#### [TUGAS DIBERIKAN 1]
Sebutkan jumlah baris catatan di bawah yang memuat kata "grille". Tulis angkanya saja.

Oktober 22, 2010

Salamatush Shadr (LAPANG DADA)


               Kata al-shafh dalam berbagai bentuk terulang sebanyak delapan kali dalam  Al-Quran. Kata ini pada mulanya berarti lapang. Halaman pada sebuah buku dinamai shafhat karena kelapangan dan keluasannya. Dari sini, al-shafh dapat diartikan kelapangan dada. Berjabat tangan dinamai mushafahat karena melakukannya menjadi perlambang kelapangan dada. Dari delapan kali bentuk al-shafh yang dikemukakan, empat di antaranya didahului oleh perintah memberi maaf.
          Apabila kamu memaafkan,dan melapangkan dada serta melindungi, sesungguhnya Allah Maha Pengampun lagi Maha Penyayang (at-Thaghabun: 14).
          Hendaklah mereka memaafkan dan melapangkan dada! Apakah kamu tidak ingin diampuni oleh Allah? (an-Nur: 22) .
          Maafkanlah mereka dan lapangkan dada. Sesungguhnya Allah senang kepada orang-orang yang berbuat kebajikan (terhadap yang melakukan kesalahan kepadanya) (al-Maidah: l3).
          Sebahagian besar ahli Kitab menginginkan agar mereka dapat mengembalikan kamu kepada kekafiran setelah kamu beriman, Karena dengki yang (timbul) dari diri mereka sendiri, setelah nyata bagi mereka kebenaran. Maka ma'afkanlah dan biarkanlah mereka, sampai Allah mendatangkan perintah-Nya. Sesungguhnya Allah Maha Kuasa atas segala sesuatu. (al-Baqarah:109).

#### [DATA TERSEDIA]
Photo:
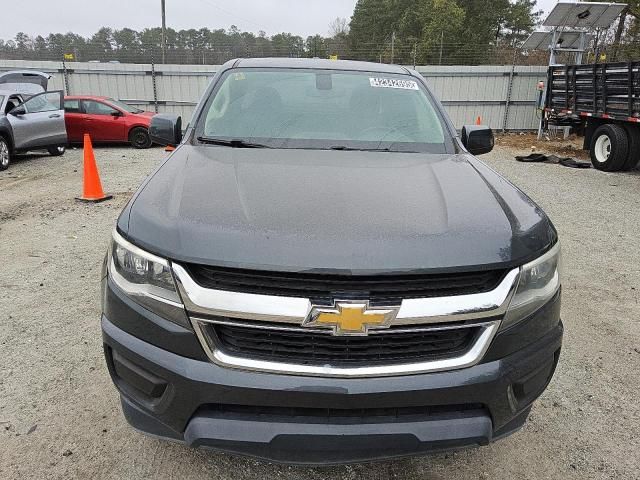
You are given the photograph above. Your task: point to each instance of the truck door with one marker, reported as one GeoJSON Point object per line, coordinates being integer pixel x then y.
{"type": "Point", "coordinates": [39, 122]}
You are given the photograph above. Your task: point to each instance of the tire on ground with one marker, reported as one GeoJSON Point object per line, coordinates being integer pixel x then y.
{"type": "Point", "coordinates": [633, 158]}
{"type": "Point", "coordinates": [139, 137]}
{"type": "Point", "coordinates": [609, 148]}
{"type": "Point", "coordinates": [57, 150]}
{"type": "Point", "coordinates": [5, 153]}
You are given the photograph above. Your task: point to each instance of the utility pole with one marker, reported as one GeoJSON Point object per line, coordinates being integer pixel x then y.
{"type": "Point", "coordinates": [415, 54]}
{"type": "Point", "coordinates": [393, 46]}
{"type": "Point", "coordinates": [164, 32]}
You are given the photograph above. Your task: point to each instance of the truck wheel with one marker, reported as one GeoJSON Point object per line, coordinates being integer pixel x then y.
{"type": "Point", "coordinates": [139, 138]}
{"type": "Point", "coordinates": [609, 148]}
{"type": "Point", "coordinates": [633, 159]}
{"type": "Point", "coordinates": [57, 151]}
{"type": "Point", "coordinates": [5, 154]}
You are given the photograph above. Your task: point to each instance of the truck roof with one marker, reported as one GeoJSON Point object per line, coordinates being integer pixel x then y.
{"type": "Point", "coordinates": [320, 64]}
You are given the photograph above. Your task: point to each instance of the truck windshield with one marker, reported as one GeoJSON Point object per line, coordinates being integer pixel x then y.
{"type": "Point", "coordinates": [341, 110]}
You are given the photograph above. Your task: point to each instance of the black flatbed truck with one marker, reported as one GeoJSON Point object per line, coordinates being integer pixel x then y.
{"type": "Point", "coordinates": [602, 102]}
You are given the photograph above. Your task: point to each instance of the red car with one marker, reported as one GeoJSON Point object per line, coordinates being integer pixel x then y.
{"type": "Point", "coordinates": [106, 120]}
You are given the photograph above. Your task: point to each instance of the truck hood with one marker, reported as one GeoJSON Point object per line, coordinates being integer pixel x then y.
{"type": "Point", "coordinates": [25, 82]}
{"type": "Point", "coordinates": [331, 211]}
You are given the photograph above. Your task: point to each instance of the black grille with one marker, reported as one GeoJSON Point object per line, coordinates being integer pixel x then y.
{"type": "Point", "coordinates": [376, 288]}
{"type": "Point", "coordinates": [340, 415]}
{"type": "Point", "coordinates": [313, 348]}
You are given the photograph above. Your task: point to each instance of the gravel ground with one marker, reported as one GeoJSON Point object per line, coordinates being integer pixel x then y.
{"type": "Point", "coordinates": [60, 416]}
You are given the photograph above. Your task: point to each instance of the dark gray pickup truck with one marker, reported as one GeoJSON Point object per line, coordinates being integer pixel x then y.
{"type": "Point", "coordinates": [322, 272]}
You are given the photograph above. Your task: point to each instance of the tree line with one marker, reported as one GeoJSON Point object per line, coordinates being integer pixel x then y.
{"type": "Point", "coordinates": [399, 31]}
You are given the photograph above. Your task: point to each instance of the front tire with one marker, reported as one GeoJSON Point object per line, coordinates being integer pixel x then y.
{"type": "Point", "coordinates": [5, 154]}
{"type": "Point", "coordinates": [609, 148]}
{"type": "Point", "coordinates": [139, 138]}
{"type": "Point", "coordinates": [633, 159]}
{"type": "Point", "coordinates": [57, 151]}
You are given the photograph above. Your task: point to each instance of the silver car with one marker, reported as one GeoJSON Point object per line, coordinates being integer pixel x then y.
{"type": "Point", "coordinates": [31, 118]}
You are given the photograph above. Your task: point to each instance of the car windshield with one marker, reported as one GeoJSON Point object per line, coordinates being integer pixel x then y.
{"type": "Point", "coordinates": [124, 106]}
{"type": "Point", "coordinates": [342, 110]}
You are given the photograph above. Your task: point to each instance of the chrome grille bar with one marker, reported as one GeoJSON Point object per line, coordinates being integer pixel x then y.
{"type": "Point", "coordinates": [207, 302]}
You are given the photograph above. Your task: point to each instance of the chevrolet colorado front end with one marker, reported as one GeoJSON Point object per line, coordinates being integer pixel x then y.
{"type": "Point", "coordinates": [322, 272]}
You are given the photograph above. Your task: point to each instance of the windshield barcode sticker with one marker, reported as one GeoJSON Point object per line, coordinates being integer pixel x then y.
{"type": "Point", "coordinates": [394, 83]}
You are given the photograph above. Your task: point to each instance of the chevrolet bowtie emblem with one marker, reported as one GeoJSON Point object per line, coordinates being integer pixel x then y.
{"type": "Point", "coordinates": [350, 318]}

#### [TUGAS DIBERIKAN 2]
Tuliskan ulang dari teks tentang lapang dada di atas bagian yang dimulai dengan "Kata al-shafh dalam" dan berlanjut sampai "Penyayang (at-Thaghabun: 14).".

#### [JAWABAN TERTULIS 1]
2

#### [JAWABAN TERTULIS 2]
Kata al-shafh dalam berbagai bentuk terulang sebanyak delapan kali dalam  Al-Quran. Kata ini pada mulanya berarti lapang. Halaman pada sebuah buku dinamai shafhat karena kelapangan dan keluasannya. Dari sini, al-shafh dapat diartikan kelapangan dada. Berjabat tangan dinamai mushafahat karena melakukannya menjadi perlambang kelapangan dada. Dari delapan kali bentuk al-shafh yang dikemukakan, empat di antaranya didahului oleh perintah memberi maaf.
          Apabila kamu memaafkan,dan melapangkan dada serta melindungi, sesungguhnya Allah Maha Pengampun lagi Maha Penyayang (at-Thaghabun: 14).